== Records for the exercise
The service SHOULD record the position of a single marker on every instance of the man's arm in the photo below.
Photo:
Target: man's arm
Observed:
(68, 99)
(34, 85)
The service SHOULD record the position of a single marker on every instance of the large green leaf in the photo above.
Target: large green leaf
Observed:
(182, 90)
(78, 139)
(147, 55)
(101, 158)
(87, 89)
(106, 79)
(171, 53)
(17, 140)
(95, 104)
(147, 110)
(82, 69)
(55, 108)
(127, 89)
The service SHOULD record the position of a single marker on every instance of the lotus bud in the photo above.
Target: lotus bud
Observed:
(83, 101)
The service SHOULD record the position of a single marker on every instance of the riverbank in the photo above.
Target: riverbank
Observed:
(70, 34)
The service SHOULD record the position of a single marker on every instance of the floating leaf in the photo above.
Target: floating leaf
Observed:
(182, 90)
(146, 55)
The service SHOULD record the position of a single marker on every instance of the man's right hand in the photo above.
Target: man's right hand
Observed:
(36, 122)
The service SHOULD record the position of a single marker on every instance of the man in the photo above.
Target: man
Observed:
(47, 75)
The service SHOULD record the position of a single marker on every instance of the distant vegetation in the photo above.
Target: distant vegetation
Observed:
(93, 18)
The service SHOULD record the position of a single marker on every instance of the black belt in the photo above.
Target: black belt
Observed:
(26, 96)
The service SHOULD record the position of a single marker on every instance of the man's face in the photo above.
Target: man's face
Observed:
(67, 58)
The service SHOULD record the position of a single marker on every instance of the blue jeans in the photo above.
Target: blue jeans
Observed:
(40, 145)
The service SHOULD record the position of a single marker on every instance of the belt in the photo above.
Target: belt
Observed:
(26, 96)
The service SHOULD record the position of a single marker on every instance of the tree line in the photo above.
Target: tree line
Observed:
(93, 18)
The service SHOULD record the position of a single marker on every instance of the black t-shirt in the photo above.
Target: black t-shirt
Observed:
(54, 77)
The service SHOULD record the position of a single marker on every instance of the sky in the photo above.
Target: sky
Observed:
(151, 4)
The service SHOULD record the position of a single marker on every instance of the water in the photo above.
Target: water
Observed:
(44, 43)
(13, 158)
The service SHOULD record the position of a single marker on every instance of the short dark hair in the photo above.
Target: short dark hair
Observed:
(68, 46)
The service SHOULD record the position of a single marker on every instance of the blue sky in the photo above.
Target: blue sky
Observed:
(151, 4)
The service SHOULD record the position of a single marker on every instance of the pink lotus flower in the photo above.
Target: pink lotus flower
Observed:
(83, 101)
====
> [Exercise directions]: Transcribe the entries above, every line exactly as it reads.

> [Task output]:
The service SHOULD record the position of a single marker on every instance of the man's arm in the photo below.
Photo:
Target: man's arm
Observed:
(68, 99)
(34, 85)
The service SHOULD record the position of a single marker on every instance of the large green leaf in the photo above.
Target: large green leaf
Observed:
(182, 90)
(78, 139)
(147, 55)
(101, 158)
(87, 89)
(106, 79)
(171, 53)
(17, 140)
(95, 104)
(147, 110)
(82, 69)
(55, 108)
(127, 89)
The service SHOULD record the position of a single marker on every instance of the lotus bud in the photo above.
Target: lotus bud
Observed:
(83, 101)
The service SHOULD record the position of a single marker on every instance of the riverbank in the photo above.
Target: riverbank
Observed:
(70, 34)
The service SHOULD record the position of a single marker on every instance of the floating leaf in the photo above.
Target: floating leaf
Observed:
(182, 90)
(146, 55)
The service SHOULD record the position of a single marker on every instance of the man's right hand in the photo above.
Target: man's right hand
Observed:
(36, 122)
The service SHOULD record the position of a single marker on every instance of the man in the photo above.
Target: man
Observed:
(47, 75)
The service SHOULD record the position of a single marker on every instance of the distant vegetation in the photo above.
Target: distant vegetation
Observed:
(93, 18)
The service SHOULD record the position of a single marker on every instance of the black belt in the photo above.
Target: black belt
Observed:
(26, 96)
The service SHOULD record the position of a single marker on every instance of the man's face in the photo above.
Target: man's face
Observed:
(67, 58)
The service SHOULD record the position of a single marker on every instance of the blue jeans in the photo above.
Target: blue jeans
Observed:
(40, 145)
The service SHOULD record the position of a single marker on every instance of the belt in the photo above.
Target: belt
Observed:
(26, 96)
The service SHOULD record the position of a single marker on every instance of the tree line in the photo above.
Target: tree line
Observed:
(93, 18)
The service SHOULD record the position of a single marker on every instance of the black t-shirt in the photo above.
Target: black t-shirt
Observed:
(54, 77)
The service SHOULD record the position of a single marker on every instance of the sky in the photo above.
Target: sky
Observed:
(151, 4)
The service SHOULD record the position of a single marker on every instance of the water in the photo above.
Target: water
Observed:
(44, 43)
(13, 158)
The service SHOULD record the position of a single marker on every instance of the short dark hair in the photo above.
Target: short dark hair
Observed:
(68, 46)
The service SHOULD record the position of a single marker on every instance of the blue sky in the photo above.
Target: blue sky
Observed:
(151, 4)
The service SHOULD record the position of a single marker on every instance of the pink lotus flower in the photo above.
Target: pink lotus flower
Observed:
(83, 101)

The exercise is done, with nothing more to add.